--- PROVIDED MATERIAL Enclosed Below ---

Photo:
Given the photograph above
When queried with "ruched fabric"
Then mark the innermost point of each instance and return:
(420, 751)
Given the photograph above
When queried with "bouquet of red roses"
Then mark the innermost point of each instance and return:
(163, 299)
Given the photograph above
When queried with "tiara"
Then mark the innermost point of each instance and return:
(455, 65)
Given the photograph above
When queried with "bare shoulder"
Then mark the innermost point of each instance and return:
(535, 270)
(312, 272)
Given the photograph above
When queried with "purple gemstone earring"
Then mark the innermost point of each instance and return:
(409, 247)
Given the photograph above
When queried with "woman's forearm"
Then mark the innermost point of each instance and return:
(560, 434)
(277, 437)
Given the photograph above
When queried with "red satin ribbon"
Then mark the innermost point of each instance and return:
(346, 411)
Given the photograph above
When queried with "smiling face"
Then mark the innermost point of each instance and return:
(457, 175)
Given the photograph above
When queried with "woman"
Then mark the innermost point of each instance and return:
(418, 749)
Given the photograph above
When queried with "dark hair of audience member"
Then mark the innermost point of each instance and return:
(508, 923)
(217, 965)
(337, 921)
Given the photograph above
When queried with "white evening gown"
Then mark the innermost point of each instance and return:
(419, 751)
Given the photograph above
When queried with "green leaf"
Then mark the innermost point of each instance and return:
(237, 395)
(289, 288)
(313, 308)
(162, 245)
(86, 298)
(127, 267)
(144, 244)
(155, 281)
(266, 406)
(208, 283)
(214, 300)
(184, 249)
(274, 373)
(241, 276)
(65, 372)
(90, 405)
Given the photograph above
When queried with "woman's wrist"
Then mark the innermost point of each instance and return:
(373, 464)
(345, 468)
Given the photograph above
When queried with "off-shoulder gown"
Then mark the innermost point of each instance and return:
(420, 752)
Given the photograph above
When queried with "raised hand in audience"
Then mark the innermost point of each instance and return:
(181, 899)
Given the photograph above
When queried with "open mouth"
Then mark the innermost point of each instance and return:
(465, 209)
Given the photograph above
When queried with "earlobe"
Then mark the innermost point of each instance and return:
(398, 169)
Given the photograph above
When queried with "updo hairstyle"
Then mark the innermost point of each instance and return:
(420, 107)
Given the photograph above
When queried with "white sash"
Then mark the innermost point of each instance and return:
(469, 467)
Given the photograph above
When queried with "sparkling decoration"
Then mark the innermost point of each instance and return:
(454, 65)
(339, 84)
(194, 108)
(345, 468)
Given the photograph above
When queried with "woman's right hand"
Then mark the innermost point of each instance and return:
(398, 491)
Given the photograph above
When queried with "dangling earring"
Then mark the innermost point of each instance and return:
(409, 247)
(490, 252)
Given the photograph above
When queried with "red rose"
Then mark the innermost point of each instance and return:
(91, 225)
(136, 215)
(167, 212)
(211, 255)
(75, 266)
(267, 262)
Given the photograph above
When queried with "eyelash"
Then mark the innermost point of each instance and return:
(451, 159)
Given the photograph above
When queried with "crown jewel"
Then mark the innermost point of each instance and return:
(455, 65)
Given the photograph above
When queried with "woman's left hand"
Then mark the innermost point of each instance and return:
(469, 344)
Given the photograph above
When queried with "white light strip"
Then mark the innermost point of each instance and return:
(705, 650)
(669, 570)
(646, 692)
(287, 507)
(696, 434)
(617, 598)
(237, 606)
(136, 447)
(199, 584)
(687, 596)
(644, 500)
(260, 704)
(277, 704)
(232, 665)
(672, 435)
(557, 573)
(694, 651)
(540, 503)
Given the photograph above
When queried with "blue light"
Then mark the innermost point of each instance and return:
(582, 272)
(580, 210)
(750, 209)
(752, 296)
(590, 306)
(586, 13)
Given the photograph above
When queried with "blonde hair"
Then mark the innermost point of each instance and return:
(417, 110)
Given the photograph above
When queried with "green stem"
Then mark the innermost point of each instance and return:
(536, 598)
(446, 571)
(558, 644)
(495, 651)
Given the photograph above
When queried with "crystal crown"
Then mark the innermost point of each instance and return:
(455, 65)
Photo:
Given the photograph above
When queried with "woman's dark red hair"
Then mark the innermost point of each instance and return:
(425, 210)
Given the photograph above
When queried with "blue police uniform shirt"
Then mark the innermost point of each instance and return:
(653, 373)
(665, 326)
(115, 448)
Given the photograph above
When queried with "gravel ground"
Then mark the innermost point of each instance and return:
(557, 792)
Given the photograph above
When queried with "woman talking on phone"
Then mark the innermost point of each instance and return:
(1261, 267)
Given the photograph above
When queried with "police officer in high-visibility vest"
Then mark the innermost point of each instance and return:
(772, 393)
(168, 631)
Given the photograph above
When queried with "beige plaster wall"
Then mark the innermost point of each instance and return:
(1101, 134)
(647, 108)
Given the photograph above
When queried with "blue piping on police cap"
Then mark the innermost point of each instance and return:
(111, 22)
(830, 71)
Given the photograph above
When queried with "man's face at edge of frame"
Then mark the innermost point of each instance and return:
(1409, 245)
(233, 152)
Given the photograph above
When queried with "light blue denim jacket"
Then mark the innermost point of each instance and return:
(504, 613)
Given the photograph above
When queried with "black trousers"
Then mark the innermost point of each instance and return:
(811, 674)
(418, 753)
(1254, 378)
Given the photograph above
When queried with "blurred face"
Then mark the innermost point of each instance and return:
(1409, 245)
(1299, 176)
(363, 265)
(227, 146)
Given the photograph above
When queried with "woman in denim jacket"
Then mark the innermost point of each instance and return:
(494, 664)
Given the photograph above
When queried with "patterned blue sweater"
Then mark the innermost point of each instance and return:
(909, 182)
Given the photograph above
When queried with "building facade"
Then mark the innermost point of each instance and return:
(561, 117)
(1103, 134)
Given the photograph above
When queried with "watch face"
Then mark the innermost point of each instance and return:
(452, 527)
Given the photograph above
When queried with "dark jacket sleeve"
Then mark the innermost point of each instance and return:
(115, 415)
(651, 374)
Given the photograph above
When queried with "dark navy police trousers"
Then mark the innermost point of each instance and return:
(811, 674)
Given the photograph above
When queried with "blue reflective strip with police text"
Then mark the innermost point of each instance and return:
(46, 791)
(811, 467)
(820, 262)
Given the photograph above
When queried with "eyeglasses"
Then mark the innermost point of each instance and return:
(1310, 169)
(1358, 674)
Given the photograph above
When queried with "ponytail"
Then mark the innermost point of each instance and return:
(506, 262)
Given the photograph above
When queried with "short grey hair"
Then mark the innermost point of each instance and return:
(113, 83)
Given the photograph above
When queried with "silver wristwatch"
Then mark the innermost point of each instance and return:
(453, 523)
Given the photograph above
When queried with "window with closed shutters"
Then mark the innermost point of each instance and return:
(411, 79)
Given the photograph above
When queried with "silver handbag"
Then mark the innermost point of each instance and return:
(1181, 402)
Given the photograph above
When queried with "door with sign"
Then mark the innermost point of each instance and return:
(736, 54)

--- End of Enclosed PROVIDED MATERIAL ---

● **PROBLEM STATEMENT**
Without changing a single character, repeat each record.

● **TASK ANSWER**
Photo:
Given the photograph above
When queried with "ruched fabric"
Then mark the innermost point of each instance and return:
(420, 751)
Given the photograph above
When queried with "bouquet of red roses"
Then mark the innermost point of each instance and return:
(163, 299)
Given the photograph above
When queried with "tiara"
Then mark the innermost point of each instance and return:
(455, 65)
Given the photograph above
When queried with "bare shoulder"
Then mark the innermost point of each instance and return:
(535, 270)
(312, 272)
Given the photograph above
When queried with "purple gemstone earring"
Then mark the innermost point of each instance and return:
(409, 247)
Given the photograph above
When queried with "woman's forearm"
Then mark the innermost point of each instance and return:
(560, 434)
(277, 437)
Given the photograph above
When queried with "red satin ribbon"
Then mark the innermost point of each instance and return:
(346, 411)
Given the photograph above
When queried with "smiling face"
Then mark the innermost point of each instance and return:
(457, 175)
Given the photograph above
When queried with "woman"
Then mark the innermost point of each instance and return:
(418, 749)
Given the photograph above
When queried with "dark hair of audience member"
Then mark the innermost point of each instance and return:
(508, 923)
(217, 965)
(337, 921)
Given the photograph above
When queried with "white evening gown"
Then mark the innermost point of each instance and return:
(419, 751)
Given the photograph above
When queried with "green leaf"
Then mark the innermost point of each instance and return:
(237, 395)
(289, 288)
(313, 308)
(162, 245)
(86, 298)
(127, 267)
(144, 244)
(155, 281)
(266, 406)
(208, 283)
(214, 300)
(184, 249)
(274, 373)
(241, 276)
(65, 372)
(90, 405)
Given the photograph above
When queried with "woman's wrist"
Then mark the innermost point of each instance and return:
(373, 464)
(345, 468)
Given the photograph above
When queried with "off-shoulder gown"
Then mark the innermost point of each instance and return:
(420, 752)
Given the photograph above
When queried with "raised hand in audience"
Then mark the innermost point of each instance and return:
(181, 899)
Given the photograph above
When queried with "open mouth"
Then mark the innermost point of each instance and return:
(465, 209)
Given the photograph above
When queried with "earlobe"
Then mark the innermost point of each instance and return:
(398, 169)
Given the photograph above
When queried with "updo hairstyle"
Then mark the innermost point of each instance and return:
(420, 107)
Given the photograph above
When queried with "white sash"
Then mark the innermost point of each instance and return:
(469, 467)
Given the photograph above
When queried with "sparkling decoration"
Then mark the innermost point of each instance and return:
(454, 65)
(339, 84)
(194, 108)
(345, 468)
Given the photograph above
When queried with "woman's right hand"
Then mark the innermost point of each instance and return:
(398, 491)
Given the photograph above
When queried with "dangling earring"
Then mark the innermost point of each instance and return:
(409, 247)
(490, 252)
Given the photograph above
When queried with "red rose"
Then mark the innermost point of each instance and return:
(91, 225)
(136, 215)
(167, 212)
(211, 255)
(75, 266)
(267, 262)
Given the photograph above
When queried with "eyelash"
Then mark the innermost point of each instance and return:
(451, 159)
Given the photograph above
When queried with "crown jewel"
Then mark the innermost point of each instance and return:
(455, 65)
Given the photograph above
When queried with "woman's left hand"
Then mark the innermost point of each instance and return:
(469, 344)
Given the photograph above
When queried with "white light strip"
Then mark the innermost point of each instance and return:
(705, 650)
(669, 570)
(646, 692)
(287, 507)
(696, 434)
(617, 598)
(237, 606)
(136, 447)
(199, 584)
(687, 596)
(644, 500)
(260, 704)
(277, 704)
(232, 665)
(672, 435)
(557, 573)
(694, 651)
(540, 503)
Given the photograph above
When queried with "blue light"
Then mark the innermost point of each instance and return:
(582, 272)
(580, 210)
(750, 209)
(752, 296)
(590, 306)
(586, 13)
Given the photograph above
When queried with "blonde hair"
Then mark the innermost point of each instance and return:
(417, 110)
Given the photograph above
When queried with "green stem"
Then mark the innermost point of each instance and return:
(536, 598)
(446, 571)
(558, 644)
(495, 651)
Given the photograph above
When queried with "crystal crown"
Then mark the innermost point of each instance and return:
(455, 65)
Photo:
Given the photograph above
When queried with "woman's dark red hair"
Then mark the innermost point of each instance and return:
(425, 210)
Given the photograph above
When queried with "blue police uniform shirt"
Then mark the innermost point of each instance and return:
(653, 373)
(665, 326)
(115, 448)
Given the photograph above
When queried with "gravel ground"
Then mark the innermost point of each instance and return:
(557, 792)
Given the photograph above
When queried with "woman talking on phone"
Then mark the innermost point of each instance and return:
(1261, 267)
Given the photograph above
When queried with "police officer in high-visibility vest"
Then mark the innermost point of each instance and return:
(772, 393)
(168, 631)
Given the photograph above
When queried with "beige plaster wall"
Then mark the innermost point of each instance and return:
(1101, 134)
(647, 108)
Given the photograph above
When queried with "blue piping on police cap"
Then mark the innermost point of each instance and return:
(111, 22)
(830, 71)
Given the photograph above
When queried with "man's face at edge of frame"
Then mark the innermost point of each instance and return:
(1409, 245)
(233, 152)
Given the photograph above
When queried with "light blue denim jacket"
Then mark the innermost point of each instance and return:
(504, 613)
Given the photograph above
When queried with "black trousers"
Then mark the innermost point of each instance and return:
(811, 674)
(418, 753)
(1254, 378)
Given the photograph above
When queried with "blurred face"
Then mark the innermost point of each instance and return:
(1409, 245)
(1299, 176)
(363, 265)
(227, 146)
Given the photograph above
When queried with "woman in denim jacket"
Then mark the innermost point of each instance and return:
(494, 664)
Given the photograph above
When queried with "patterned blue sweater"
Then mark the innermost point of each instance and return:
(909, 182)
Given the photograph above
When queried with "building facade"
Then mark the innermost point of each instance and return:
(561, 117)
(1103, 134)
Given the photograph above
When queried with "watch face"
Then mark the innermost point of each instance and return:
(452, 527)
Given the photograph above
When queried with "dark jacket sleeve"
Then mark the innermost point of each instance and return:
(115, 415)
(651, 374)
Given the photograph above
When queried with "dark navy police trousers"
Then mark the innermost point of each instance and return:
(811, 674)
Given the photograph above
When queried with "blue reflective strip with police text"
Then mark the innermost point of each instance and return:
(46, 791)
(811, 467)
(820, 262)
Given the photograph above
When queried with "eyeglasses"
Then mark the innermost point of each instance and return:
(1310, 169)
(1358, 674)
Given the photograph above
When queried with "ponytail"
Then mark the innermost point of each instance and return:
(506, 262)
Given the photograph above
When queried with "short grey hair"
Then mark the innermost point of each instance and return:
(113, 83)
Given the photograph above
When queried with "silver wristwatch"
Then mark the innermost point of each instance and return:
(453, 523)
Given the photograph above
When queried with "window with closed shutters"
Then mark the innermost point of each instance and return:
(411, 79)
Given the photograph above
When queried with "silver handbag"
Then mark the innermost point of each instance and return:
(1181, 402)
Given the photograph above
When queried with "door with sign"
Then mark the innermost point of each instance and return:
(736, 54)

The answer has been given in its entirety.